--- START ---
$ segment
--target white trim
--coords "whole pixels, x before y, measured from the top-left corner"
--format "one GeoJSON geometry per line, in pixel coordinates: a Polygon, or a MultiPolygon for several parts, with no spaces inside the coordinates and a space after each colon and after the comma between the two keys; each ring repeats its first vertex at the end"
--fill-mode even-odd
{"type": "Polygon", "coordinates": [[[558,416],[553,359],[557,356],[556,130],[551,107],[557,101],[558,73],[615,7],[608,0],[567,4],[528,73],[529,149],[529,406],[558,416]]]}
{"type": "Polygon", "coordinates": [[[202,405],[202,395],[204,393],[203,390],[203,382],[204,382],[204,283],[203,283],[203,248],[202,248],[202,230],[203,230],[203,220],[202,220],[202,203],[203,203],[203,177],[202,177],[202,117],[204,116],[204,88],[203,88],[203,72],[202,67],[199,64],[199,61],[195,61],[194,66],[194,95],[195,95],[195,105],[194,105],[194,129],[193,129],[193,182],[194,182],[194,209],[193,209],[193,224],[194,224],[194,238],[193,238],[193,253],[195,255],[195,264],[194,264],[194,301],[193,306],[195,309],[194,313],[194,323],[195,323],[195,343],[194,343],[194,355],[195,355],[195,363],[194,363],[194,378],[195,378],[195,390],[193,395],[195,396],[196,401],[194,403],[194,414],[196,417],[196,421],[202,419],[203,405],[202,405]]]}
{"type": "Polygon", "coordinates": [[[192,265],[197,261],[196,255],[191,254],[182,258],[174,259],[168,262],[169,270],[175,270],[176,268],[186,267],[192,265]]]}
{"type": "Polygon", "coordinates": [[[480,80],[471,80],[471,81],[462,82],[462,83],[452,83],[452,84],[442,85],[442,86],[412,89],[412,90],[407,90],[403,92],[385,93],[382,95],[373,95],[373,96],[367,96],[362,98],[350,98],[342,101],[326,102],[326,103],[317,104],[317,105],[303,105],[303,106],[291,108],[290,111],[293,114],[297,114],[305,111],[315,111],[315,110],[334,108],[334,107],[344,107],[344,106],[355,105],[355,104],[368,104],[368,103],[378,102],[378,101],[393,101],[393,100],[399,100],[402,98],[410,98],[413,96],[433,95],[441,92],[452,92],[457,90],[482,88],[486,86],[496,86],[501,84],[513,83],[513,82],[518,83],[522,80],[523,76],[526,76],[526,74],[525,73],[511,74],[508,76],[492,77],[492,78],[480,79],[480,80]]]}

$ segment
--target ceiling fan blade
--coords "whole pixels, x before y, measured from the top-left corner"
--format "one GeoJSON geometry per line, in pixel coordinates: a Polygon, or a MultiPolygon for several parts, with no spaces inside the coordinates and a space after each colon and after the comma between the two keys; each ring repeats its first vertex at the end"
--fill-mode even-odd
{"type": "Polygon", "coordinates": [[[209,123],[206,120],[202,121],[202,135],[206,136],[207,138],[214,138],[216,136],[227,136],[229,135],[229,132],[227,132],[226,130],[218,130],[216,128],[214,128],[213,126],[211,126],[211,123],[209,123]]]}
--- END ---
--- START ---
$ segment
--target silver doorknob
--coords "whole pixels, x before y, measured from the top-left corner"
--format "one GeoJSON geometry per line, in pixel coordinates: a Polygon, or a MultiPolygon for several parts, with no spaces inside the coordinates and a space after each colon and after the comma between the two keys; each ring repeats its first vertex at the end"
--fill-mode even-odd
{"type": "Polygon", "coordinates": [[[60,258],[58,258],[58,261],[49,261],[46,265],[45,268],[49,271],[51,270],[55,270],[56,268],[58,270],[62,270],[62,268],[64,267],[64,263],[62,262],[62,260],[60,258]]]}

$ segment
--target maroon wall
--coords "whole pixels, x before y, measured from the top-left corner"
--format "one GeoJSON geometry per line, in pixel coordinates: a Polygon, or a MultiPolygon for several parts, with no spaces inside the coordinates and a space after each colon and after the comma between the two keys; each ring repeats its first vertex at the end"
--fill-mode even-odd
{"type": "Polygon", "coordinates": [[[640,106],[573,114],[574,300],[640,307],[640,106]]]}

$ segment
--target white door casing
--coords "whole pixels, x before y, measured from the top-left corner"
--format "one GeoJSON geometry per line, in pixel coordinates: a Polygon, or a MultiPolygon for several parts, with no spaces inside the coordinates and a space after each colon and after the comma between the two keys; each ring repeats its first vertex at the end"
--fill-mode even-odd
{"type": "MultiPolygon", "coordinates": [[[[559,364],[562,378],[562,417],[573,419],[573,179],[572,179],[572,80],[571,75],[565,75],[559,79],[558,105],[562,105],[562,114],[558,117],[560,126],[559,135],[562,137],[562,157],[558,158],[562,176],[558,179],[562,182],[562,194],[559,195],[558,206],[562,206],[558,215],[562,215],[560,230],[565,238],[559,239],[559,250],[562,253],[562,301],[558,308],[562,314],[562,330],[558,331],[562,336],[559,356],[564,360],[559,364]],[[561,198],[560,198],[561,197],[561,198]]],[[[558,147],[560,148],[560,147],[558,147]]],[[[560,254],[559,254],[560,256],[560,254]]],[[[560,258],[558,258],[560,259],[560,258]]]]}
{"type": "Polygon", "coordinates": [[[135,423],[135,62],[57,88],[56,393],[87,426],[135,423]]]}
--- END ---
--- START ---
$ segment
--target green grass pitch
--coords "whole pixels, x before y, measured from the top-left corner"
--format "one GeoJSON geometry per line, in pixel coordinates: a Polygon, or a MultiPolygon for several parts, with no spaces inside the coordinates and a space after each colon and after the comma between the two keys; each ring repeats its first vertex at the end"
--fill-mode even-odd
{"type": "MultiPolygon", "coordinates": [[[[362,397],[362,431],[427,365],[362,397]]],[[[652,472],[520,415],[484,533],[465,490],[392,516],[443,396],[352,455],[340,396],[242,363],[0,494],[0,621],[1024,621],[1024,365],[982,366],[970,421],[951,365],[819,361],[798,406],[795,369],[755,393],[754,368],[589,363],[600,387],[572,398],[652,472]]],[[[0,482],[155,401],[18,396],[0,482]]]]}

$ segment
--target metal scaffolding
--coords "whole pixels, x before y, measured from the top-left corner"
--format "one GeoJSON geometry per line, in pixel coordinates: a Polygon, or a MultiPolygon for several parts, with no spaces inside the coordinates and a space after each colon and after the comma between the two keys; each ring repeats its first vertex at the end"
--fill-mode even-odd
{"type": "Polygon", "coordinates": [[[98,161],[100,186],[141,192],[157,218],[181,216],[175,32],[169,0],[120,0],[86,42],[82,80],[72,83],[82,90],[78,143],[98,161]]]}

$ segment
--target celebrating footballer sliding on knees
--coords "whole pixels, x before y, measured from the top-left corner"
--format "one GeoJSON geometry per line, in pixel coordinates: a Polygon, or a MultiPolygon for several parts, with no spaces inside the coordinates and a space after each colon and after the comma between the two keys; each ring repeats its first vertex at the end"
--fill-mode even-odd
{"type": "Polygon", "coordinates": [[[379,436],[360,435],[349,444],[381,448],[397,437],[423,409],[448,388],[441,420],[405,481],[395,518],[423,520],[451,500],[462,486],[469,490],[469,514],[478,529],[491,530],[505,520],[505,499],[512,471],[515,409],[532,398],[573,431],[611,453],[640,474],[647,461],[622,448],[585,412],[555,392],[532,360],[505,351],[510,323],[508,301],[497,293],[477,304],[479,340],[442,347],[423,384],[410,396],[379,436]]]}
--- END ---
**PROBLEM TO WORK ON:**
Each line that includes the string "target" should be copied from the data.

**TASK RESPONSE:**
--target white trim
--target ceiling fan blade
--target silver doorknob
--target maroon wall
--target white door casing
--target green grass pitch
--target metal scaffolding
--target celebrating footballer sliding on knees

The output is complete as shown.